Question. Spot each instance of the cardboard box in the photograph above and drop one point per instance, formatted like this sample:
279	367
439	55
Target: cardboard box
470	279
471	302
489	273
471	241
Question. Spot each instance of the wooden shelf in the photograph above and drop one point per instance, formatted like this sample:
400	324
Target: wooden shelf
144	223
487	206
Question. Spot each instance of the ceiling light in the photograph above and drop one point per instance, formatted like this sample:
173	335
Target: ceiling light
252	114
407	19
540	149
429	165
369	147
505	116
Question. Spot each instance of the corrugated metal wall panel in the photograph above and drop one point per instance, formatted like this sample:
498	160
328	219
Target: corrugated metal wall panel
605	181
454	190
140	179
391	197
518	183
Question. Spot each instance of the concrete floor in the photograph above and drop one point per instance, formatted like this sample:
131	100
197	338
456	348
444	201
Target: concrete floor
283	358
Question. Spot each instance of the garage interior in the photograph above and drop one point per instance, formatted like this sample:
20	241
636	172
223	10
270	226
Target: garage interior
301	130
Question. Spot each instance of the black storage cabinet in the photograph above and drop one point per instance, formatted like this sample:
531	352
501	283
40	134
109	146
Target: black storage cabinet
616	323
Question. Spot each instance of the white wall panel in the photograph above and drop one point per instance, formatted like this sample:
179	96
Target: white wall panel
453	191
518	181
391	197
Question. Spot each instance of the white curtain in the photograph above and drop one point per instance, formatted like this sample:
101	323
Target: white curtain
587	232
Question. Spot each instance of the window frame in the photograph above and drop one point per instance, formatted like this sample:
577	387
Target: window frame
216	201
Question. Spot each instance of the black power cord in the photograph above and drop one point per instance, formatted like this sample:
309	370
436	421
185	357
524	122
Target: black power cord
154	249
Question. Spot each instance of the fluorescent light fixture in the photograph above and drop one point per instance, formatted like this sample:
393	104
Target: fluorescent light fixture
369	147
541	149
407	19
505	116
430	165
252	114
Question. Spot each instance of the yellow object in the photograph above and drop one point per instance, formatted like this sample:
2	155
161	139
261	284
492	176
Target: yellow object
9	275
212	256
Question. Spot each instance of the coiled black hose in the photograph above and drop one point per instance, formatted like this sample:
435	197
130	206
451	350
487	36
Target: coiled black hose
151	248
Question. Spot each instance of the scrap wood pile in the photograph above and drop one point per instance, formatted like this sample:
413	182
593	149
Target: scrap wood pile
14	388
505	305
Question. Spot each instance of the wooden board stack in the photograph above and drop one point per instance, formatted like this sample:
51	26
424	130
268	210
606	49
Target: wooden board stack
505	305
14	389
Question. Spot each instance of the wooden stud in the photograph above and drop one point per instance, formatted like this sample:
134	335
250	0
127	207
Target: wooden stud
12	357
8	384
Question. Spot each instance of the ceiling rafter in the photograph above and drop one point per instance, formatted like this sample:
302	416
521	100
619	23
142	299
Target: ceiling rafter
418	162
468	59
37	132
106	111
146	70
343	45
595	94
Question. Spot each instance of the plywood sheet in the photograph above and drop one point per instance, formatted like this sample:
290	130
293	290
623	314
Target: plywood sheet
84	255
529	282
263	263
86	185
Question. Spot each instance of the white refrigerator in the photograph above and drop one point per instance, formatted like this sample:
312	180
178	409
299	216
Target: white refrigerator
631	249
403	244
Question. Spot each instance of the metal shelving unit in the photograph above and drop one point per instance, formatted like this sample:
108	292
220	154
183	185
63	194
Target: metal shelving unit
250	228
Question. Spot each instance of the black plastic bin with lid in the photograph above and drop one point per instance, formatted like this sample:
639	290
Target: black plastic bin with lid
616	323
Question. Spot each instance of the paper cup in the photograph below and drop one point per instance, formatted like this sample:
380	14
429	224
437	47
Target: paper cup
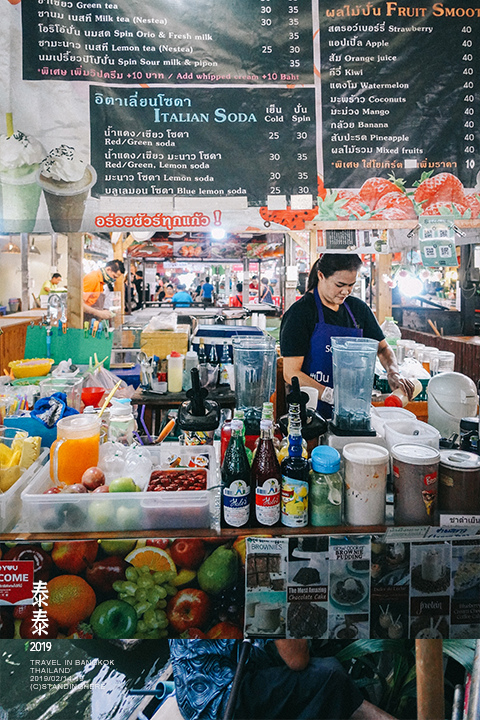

What you have to do — Return each entry exactly as it appears above, but exclude the pictures.

Written response —
Question. Spot each instance of the cardboard box in the photograph above and drop one point per instance, formatted like this sample:
279	367
439	55
Target: cardboard box
470	279
471	302
489	273
471	241
Question. Spot each instance of the wooden shelf in the photograph above and drop one point per instance, formatted like this sample:
400	324
Target: wooden shelf
144	223
487	206
Question. Spot each instance of the ceiling light in the photograph above and drop one point per instance, formatted like this sample:
173	335
Target: ceiling light
252	114
407	19
540	149
429	165
369	147
505	116
Question. Spot each instance of the corrugated metal wall panel in the photograph above and drop one point per instance, formatted like this sample:
498	160
328	219
Target: corrugated metal wall panel
605	181
454	190
140	179
391	197
518	183
Question. Spot each instance of the concrete floor in the photograph above and drop one point per instance, formatted like this sample:
131	100
197	338
456	348
444	201
Target: concrete floor
283	358
Question. Spot each instance of the garage interior in the photograph above and drop one point per instance, formatted like this sample:
20	241
636	172
223	10
270	226
Target: garage interior
301	130
Question. Spot each instance of the black storage cabinet in the photograph above and drop one point per instance, formatted like this sample:
531	352
501	283
40	134
109	146
Target: black storage cabinet
616	323
Question. Spot each instance of the white wall panel in the photograph above and drop one point per instance, formatted like this sample:
179	96
Target: white wall panel
453	191
518	181
391	197
Question. Spot each instance of the white curtain in the photograph above and drop one point per instance, formatted like this sample:
101	323
Target: white curtain
587	232
Question. Spot each instance of the window frame in the photograph above and drop one point per instance, formatted like this sample:
577	387
Target: window frame
216	201
Question. Spot each instance of the black power cord in the photograph above and drop one point per instance, formatted like this sample:
309	370
436	421
185	357
524	122
Target: black power cord
154	249
Question. Spot each instance of the fluorescent light fixture in the photograph above and drop one point per instance, formatted like this sample:
393	104
Target: fluorescent light fixture
369	147
541	149
407	19
505	116
430	165
252	114
Question. Spot each instance of the yellow object in the photograph above and drop one point per instance, formatted like this sample:
2	155
161	139
261	284
492	176
Target: yellow object
9	275
212	256
Question. Spot each instance of the coiled black hose in the photograph above and drop one point per instance, formatted like this sample:
435	197
130	206
451	350
487	36
Target: coiled black hose
151	248
Question. Spot each instance of the scrap wood pile in the photograph above and drop one point per instance, formatted like this sample:
413	182
593	149
Target: scrap wood pile
14	388
505	305
Question. Spot each instance of the wooden board stack in the photograph above and drop one point per instance, formatted like this sample:
51	26
424	130
268	210
606	49
Target: wooden board stack
505	305
14	389
Question. Spot each instance of the wooden stud in the photograph above and drop one point per instance, formatted like this sample:
134	335
250	0
127	207
Target: wooden stud
12	357
8	384
Question. Spot each instance of the ceiling rafter in the photograph above and drop one point per instance, formatted like this sample:
302	416
521	100
619	23
142	299
Target: ceiling rafter
418	162
468	59
37	132
106	111
146	70
343	45
595	94
Question. Spot each instance of the plywood sheet in the photograph above and drop one point per instance, formatted like this sample:
290	130
293	290
623	314
Target: plywood sheet
84	255
529	282
263	263
86	185
Question. Spot each instance of the white refrigerator in the photograph above and drop one point per instance, formatted like this sample:
312	180
178	409
299	216
Target: white refrigerator
631	249
403	244
Question. Spot each instance of the metal shelving unit in the photograph above and drop one point per instance, formatted like this sample:
108	292
220	154
183	185
63	194
Target: metal shelving unit
250	228
Question. Spot each instance of the black plastic bin with lid in the photograph above and drop one point per instance, formatted like this sample:
639	290
Target: black plastic bin with lid
616	323
Question. Spot each instance of the paper cup in the photograph below and drop one point per instance, formatted like this sample:
380	14
429	224
437	47
Target: paper cup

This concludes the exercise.